● **ASSIGNMENT**: Render the lines of the items from the line containing "negative clicks: (680, 246) (638, 233)" through the end of the items as a numbered list, skipping blank lines and omitting any pictures.

Segment Start: AVAILABLE DATA

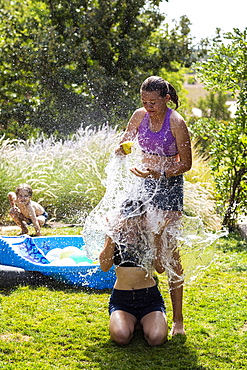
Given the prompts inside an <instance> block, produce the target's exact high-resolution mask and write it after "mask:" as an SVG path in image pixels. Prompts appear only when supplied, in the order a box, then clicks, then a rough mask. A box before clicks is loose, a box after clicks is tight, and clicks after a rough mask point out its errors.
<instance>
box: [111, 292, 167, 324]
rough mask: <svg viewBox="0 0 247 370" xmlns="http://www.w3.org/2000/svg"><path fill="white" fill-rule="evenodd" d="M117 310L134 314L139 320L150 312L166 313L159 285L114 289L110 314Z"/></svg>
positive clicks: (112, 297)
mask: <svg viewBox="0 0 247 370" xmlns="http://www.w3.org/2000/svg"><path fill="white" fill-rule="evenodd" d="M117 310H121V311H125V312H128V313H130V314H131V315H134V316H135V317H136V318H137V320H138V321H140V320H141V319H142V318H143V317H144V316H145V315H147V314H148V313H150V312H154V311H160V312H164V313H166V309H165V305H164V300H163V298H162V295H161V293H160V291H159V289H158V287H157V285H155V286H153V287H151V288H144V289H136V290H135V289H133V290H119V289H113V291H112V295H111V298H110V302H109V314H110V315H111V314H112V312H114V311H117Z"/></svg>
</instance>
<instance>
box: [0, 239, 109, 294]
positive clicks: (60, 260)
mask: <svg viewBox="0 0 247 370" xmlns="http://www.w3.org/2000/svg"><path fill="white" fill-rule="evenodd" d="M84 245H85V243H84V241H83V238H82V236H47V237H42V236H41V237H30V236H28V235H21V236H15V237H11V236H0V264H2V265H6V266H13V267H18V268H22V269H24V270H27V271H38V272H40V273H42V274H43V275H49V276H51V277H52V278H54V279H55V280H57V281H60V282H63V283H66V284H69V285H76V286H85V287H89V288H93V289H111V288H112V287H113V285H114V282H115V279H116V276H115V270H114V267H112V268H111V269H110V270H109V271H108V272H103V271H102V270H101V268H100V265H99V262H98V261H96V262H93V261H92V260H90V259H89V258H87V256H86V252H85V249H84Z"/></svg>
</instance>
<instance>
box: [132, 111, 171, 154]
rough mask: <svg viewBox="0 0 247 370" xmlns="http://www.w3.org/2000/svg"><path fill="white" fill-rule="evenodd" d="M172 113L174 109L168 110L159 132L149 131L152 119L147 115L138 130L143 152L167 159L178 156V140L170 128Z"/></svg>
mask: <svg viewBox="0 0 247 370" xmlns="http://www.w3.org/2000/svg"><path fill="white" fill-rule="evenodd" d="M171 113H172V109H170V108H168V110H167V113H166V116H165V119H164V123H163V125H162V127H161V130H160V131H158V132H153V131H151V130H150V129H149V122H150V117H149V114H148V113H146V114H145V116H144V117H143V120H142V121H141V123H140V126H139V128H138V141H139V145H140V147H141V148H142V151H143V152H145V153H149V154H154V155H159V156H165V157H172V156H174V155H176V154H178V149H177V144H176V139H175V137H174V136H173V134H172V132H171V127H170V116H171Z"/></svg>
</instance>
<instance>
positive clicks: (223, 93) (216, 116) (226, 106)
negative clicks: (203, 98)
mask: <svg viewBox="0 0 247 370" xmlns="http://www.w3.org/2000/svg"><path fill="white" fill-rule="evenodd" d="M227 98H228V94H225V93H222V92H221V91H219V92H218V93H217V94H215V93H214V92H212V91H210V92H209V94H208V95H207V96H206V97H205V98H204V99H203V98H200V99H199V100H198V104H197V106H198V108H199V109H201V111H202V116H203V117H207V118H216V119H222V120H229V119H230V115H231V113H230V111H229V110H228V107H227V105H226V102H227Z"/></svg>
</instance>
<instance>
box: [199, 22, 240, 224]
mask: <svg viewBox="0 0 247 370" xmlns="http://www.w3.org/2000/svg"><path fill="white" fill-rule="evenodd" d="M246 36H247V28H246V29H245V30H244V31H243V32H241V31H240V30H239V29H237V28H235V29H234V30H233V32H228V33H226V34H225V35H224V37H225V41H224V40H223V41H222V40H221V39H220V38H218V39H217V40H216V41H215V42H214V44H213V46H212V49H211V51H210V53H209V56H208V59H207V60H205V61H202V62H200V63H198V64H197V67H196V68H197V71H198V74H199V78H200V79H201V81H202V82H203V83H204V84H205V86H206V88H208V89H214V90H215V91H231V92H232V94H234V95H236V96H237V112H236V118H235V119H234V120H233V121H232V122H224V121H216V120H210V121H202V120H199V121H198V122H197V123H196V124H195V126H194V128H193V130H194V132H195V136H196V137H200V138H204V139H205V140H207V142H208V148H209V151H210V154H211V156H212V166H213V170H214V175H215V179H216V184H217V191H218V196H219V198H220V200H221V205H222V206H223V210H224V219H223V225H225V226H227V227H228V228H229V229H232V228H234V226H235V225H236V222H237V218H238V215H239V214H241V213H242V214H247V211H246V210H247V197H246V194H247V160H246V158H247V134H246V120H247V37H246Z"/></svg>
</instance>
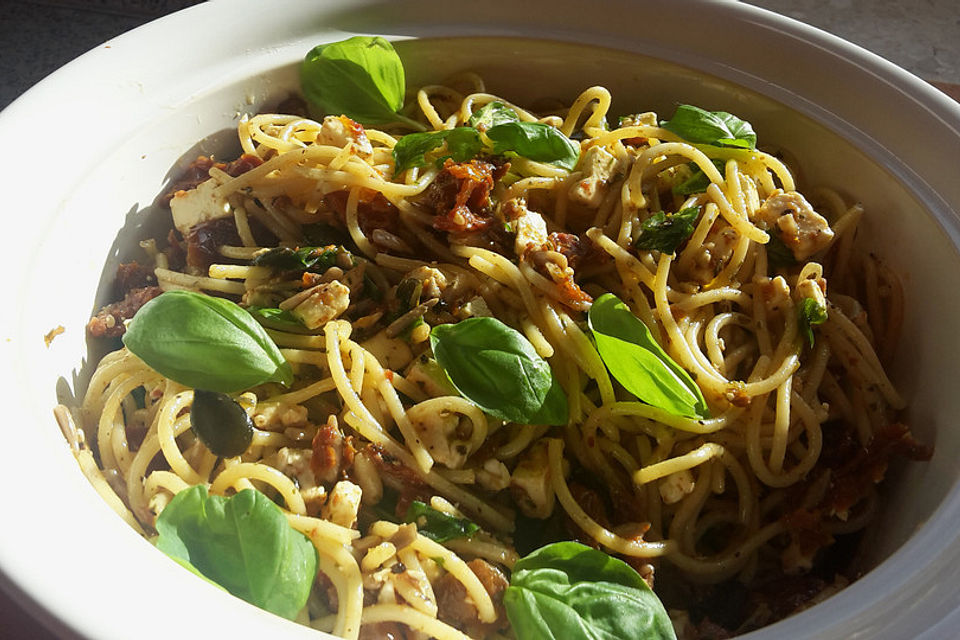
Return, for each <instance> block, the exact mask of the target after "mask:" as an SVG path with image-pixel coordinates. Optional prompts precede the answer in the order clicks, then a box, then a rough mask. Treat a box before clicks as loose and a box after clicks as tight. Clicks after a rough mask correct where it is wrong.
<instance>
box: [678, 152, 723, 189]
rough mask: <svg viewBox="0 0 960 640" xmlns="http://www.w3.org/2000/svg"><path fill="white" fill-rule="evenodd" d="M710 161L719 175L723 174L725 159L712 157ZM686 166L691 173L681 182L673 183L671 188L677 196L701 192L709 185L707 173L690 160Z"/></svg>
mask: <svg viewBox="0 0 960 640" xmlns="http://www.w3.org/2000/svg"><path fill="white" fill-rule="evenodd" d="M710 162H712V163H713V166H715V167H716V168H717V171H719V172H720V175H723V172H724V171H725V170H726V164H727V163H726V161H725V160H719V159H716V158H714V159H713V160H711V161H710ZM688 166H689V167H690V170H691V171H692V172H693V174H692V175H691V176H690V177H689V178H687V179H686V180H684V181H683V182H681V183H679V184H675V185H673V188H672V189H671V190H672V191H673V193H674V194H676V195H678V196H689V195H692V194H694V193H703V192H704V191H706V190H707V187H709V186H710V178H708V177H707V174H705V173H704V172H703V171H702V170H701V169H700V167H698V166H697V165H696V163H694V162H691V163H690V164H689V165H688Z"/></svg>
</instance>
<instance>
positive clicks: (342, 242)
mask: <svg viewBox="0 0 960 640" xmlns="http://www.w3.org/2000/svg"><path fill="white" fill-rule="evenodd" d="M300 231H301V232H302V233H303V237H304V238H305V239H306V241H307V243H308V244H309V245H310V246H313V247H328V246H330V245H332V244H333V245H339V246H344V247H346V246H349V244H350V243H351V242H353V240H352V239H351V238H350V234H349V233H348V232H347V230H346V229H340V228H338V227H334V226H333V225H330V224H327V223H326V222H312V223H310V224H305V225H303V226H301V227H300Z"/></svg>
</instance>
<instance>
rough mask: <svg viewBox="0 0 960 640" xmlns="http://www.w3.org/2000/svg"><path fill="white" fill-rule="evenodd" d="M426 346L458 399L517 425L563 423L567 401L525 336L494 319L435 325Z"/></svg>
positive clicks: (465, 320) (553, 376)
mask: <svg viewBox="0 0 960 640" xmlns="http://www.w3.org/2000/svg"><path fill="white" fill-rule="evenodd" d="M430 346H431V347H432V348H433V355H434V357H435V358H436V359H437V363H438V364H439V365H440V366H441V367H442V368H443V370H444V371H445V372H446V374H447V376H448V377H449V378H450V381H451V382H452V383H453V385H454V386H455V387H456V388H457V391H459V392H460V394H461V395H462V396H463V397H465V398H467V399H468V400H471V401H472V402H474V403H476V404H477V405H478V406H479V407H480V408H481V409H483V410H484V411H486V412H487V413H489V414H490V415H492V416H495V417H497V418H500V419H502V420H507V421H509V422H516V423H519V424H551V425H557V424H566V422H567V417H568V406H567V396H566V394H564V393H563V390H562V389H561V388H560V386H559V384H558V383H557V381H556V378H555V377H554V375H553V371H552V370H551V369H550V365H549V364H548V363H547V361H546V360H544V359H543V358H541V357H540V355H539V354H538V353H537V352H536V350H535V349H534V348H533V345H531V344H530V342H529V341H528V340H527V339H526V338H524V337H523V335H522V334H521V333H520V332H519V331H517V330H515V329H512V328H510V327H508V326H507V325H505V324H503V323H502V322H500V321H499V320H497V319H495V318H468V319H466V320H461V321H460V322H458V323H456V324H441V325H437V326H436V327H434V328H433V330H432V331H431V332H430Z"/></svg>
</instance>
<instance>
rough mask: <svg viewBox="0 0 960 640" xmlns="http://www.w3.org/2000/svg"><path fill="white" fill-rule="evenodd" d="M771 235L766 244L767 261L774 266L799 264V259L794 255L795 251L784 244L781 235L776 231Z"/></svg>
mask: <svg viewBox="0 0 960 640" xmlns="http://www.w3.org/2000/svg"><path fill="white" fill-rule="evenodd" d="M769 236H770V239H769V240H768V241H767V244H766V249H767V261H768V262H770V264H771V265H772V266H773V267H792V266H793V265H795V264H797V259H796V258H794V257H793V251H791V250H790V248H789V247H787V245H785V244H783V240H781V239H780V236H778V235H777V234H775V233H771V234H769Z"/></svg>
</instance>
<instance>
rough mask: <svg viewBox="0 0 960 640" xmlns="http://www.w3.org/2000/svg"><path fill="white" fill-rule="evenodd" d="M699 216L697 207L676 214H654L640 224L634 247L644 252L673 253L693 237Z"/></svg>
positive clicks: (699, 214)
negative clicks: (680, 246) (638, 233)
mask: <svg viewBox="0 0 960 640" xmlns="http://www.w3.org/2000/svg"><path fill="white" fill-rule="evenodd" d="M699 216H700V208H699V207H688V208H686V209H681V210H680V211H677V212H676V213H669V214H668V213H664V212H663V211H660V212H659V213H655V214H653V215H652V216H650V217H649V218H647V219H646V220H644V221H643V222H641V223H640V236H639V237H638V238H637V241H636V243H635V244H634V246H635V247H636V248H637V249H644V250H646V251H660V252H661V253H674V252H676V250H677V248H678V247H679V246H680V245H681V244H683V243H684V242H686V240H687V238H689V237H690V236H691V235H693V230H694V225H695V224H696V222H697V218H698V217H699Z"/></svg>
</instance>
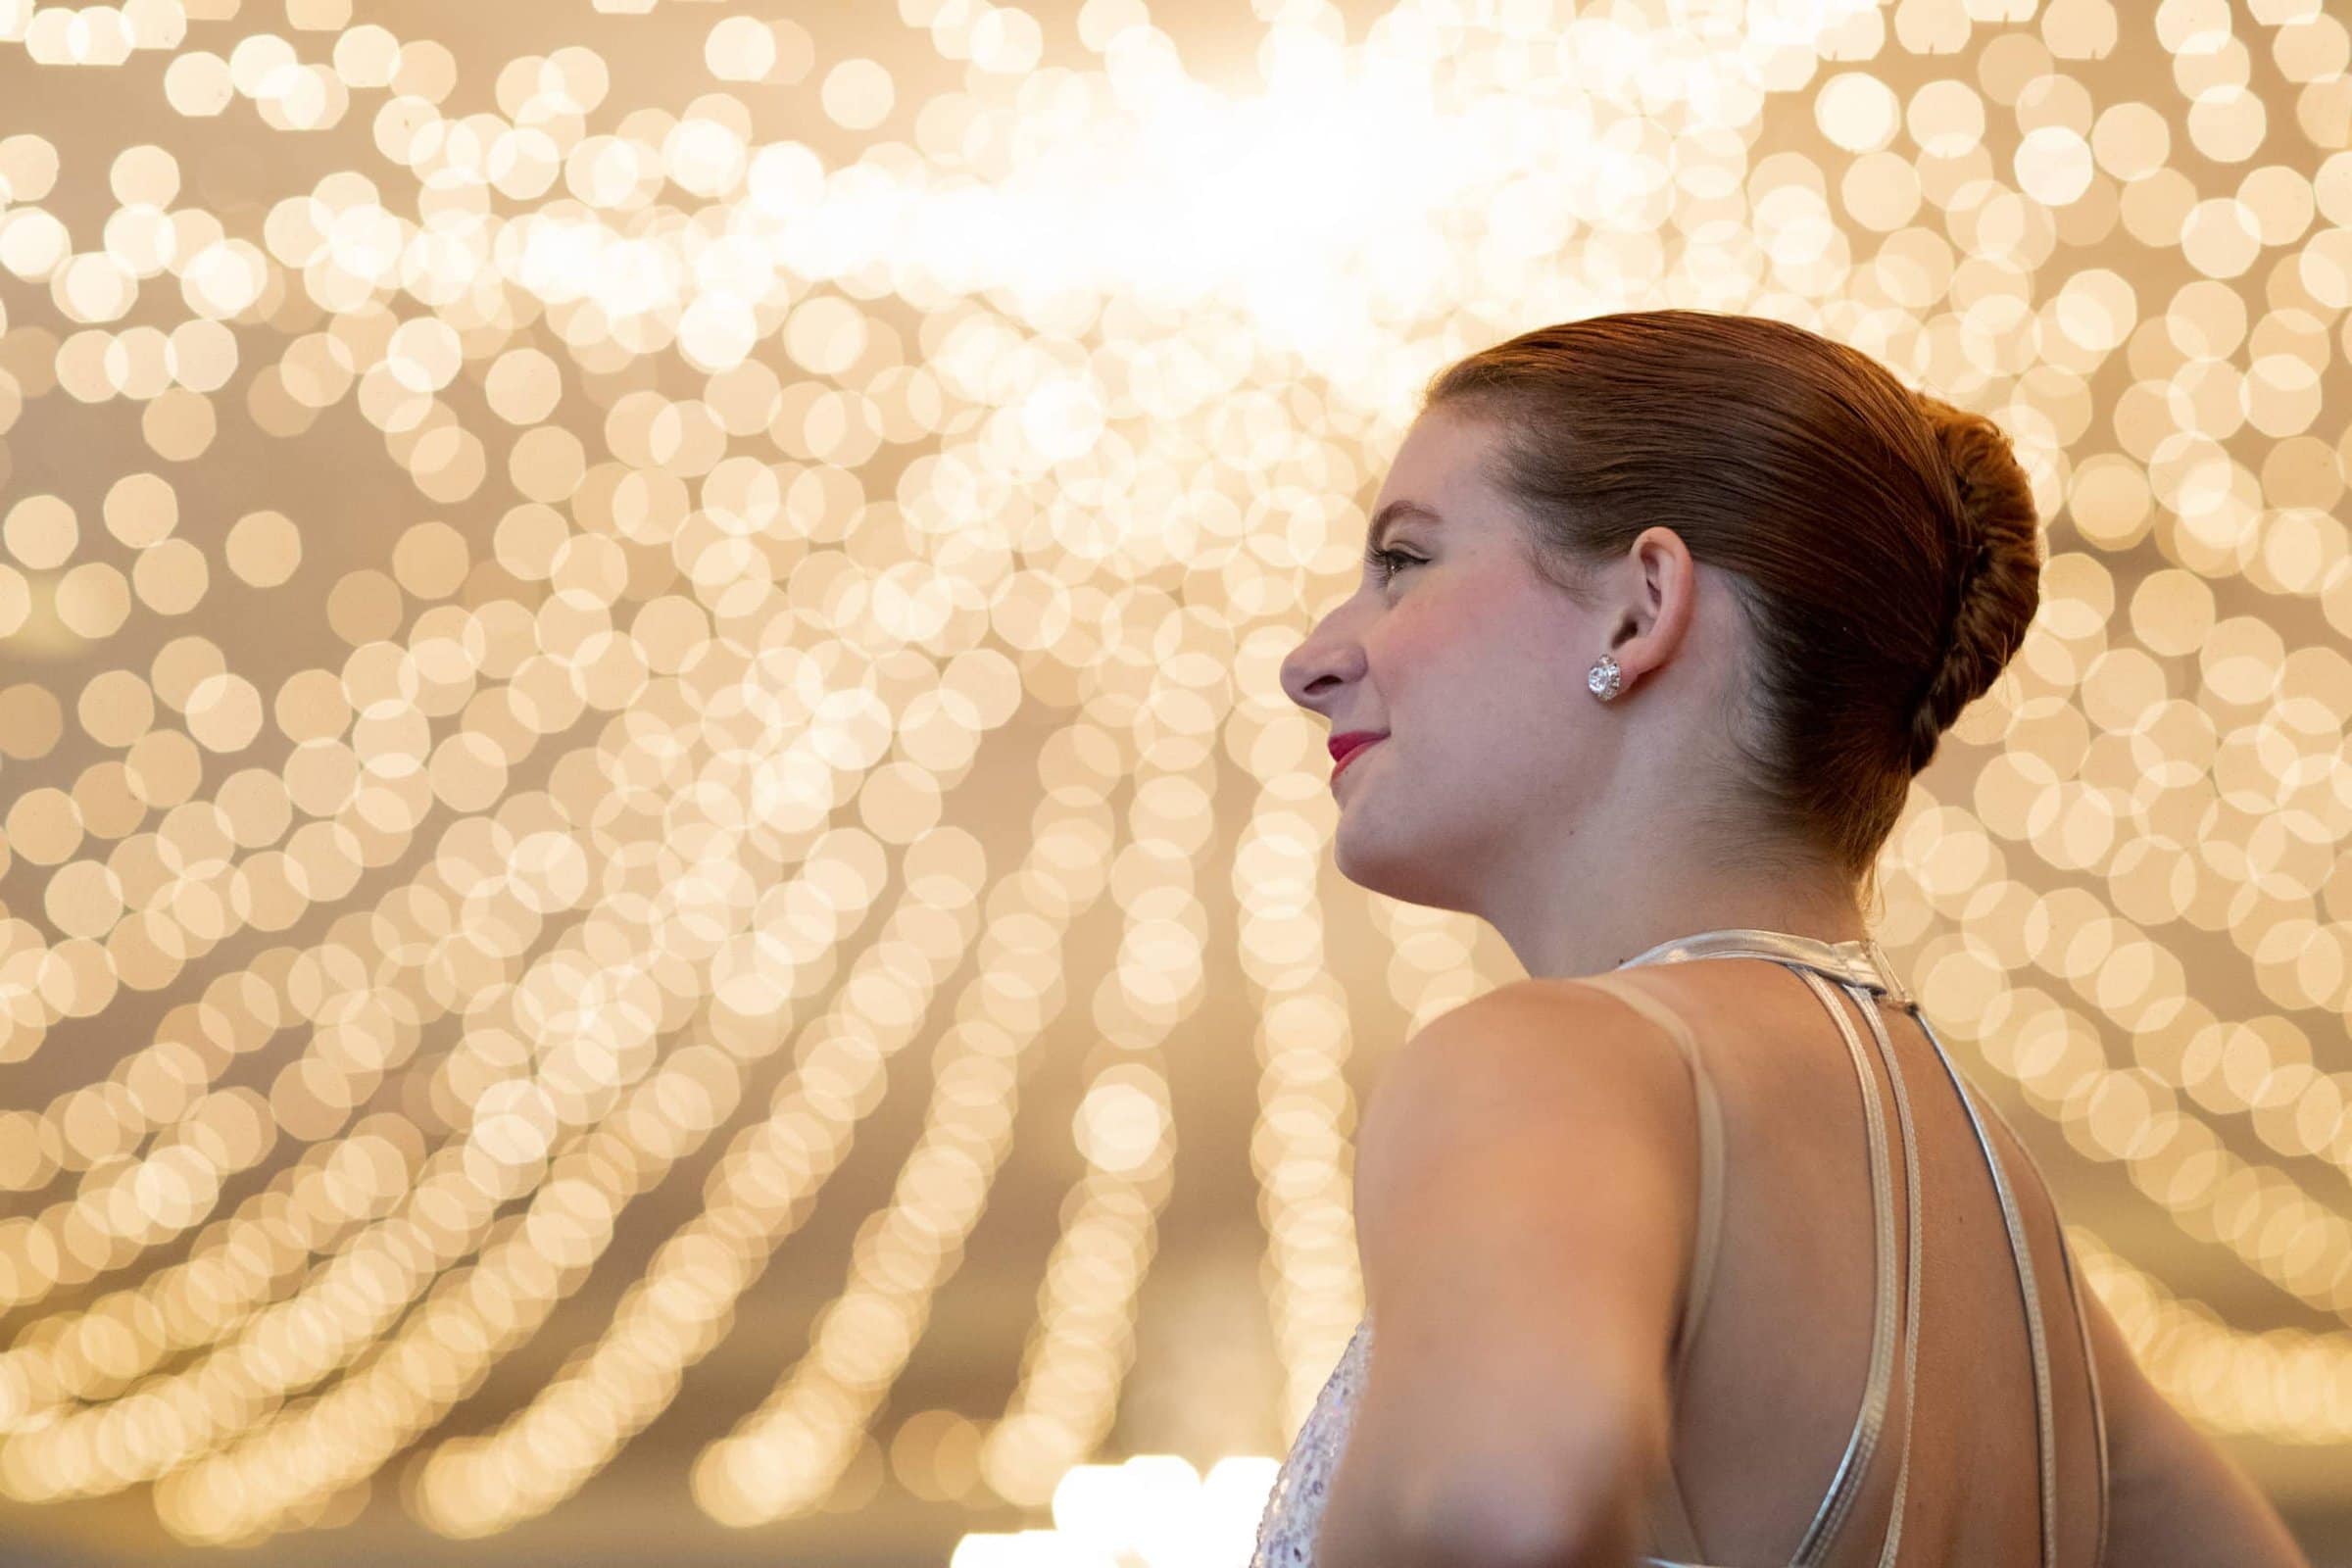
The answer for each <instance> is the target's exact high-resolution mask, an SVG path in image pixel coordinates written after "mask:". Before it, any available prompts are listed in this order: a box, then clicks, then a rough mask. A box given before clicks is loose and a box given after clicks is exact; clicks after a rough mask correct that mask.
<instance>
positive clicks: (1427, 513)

Segment End: AVAILABLE DATA

● **SOLVED EXERCISE**:
1. negative clicks: (680, 246) (638, 233)
2. mask: <svg viewBox="0 0 960 640" xmlns="http://www.w3.org/2000/svg"><path fill="white" fill-rule="evenodd" d="M699 216H700V208H699V207H688V208H686V209H681V210H680V211H677V212H676V213H669V214H668V213H664V212H663V211H660V212H659V213H655V214H653V215H652V216H650V217H649V218H647V219H646V220H644V221H643V222H641V223H640V236H639V237H638V238H637V241H636V243H635V244H634V246H635V247H636V248H637V249H644V250H646V251H660V252H661V253H674V252H676V250H677V248H678V247H679V246H680V245H681V244H683V243H684V242H686V240H687V238H689V237H690V236H691V235H693V230H694V225H695V224H696V222H697V218H698V217H699Z"/></svg>
3. </instance>
4. The answer for each <instance> is the target's exact high-resolution mask, an SVG path in image pixel coordinates written after "mask:". Before it, any available prompts are listed in this order: a box, then clicks, then a rough mask. A box given before clicks is loose and a box given after clicks is exact; clicks after a rough mask correct that mask.
5. <instance>
6. positive clicks: (1427, 513)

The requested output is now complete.